§ **Records for the exercise**

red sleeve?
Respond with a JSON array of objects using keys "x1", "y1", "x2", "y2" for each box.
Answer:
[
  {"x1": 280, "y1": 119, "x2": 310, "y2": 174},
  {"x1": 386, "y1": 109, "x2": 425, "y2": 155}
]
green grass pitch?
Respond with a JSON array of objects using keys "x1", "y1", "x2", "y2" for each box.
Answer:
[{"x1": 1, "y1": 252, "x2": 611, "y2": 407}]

...

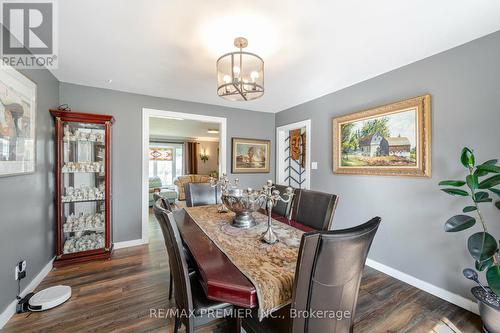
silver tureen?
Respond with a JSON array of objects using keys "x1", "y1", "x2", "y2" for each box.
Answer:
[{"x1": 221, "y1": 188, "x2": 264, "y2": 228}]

§ **Task to carry out**
In your answer, include only the lines above starting at the line that holds "red sleeve?" and ending at the line that holds "green grass pitch?", copied exactly.

§ **Result**
red sleeve?
Respond with a JSON array of objects using keys "x1", "y1", "x2", "y2" for each box.
Answer:
[
  {"x1": 280, "y1": 119, "x2": 310, "y2": 174},
  {"x1": 386, "y1": 109, "x2": 425, "y2": 155}
]
green grass pitch?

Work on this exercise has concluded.